**Supplied data:**
────────────────────

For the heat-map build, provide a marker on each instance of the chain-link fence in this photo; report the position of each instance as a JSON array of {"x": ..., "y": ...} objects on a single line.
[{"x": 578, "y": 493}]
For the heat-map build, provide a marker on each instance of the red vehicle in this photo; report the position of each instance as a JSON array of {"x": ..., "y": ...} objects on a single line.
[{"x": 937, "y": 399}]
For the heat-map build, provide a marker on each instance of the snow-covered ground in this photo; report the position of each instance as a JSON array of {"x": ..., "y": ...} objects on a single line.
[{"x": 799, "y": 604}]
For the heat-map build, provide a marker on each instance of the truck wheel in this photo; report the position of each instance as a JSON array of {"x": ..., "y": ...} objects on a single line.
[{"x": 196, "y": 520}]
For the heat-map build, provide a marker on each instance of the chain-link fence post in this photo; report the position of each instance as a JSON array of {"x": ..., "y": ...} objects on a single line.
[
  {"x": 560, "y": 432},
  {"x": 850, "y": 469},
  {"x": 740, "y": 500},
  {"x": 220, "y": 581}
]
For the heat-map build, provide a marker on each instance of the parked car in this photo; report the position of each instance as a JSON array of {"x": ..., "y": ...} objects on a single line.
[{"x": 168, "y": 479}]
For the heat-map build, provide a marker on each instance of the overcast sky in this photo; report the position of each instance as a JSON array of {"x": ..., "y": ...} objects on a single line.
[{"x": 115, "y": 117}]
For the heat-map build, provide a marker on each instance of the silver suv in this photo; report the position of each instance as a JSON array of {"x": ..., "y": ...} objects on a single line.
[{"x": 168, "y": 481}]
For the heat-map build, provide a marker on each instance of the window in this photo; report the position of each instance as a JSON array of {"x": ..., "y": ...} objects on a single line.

────────────────────

**Your objective:** Lines from the one containing "of the parked" through the last line of the records, restated word for word: that is the whole response.

**Exercise output:**
For the heat-map build, provide a marker on each instance of the parked car in this photo; report the position of each instance as a JSON array of {"x": ..., "y": ...} objects on a single line.
[{"x": 168, "y": 479}]
For the heat-map build, provide a marker on each instance of the overcast sky in this photo; report the position of each instance as a JSON array of {"x": ..., "y": ...} objects on a single line.
[{"x": 115, "y": 117}]
For the heat-map build, provide a marker on each instance of the silver suv in this photo; report the position of each instance as a JSON array of {"x": ..., "y": ...} objects on a single line.
[{"x": 168, "y": 481}]
For the heat-map build, provide a marker on each instance of the window in this photo; report the position of each instance as a JSON array of {"x": ..., "y": ...} objects on a single line.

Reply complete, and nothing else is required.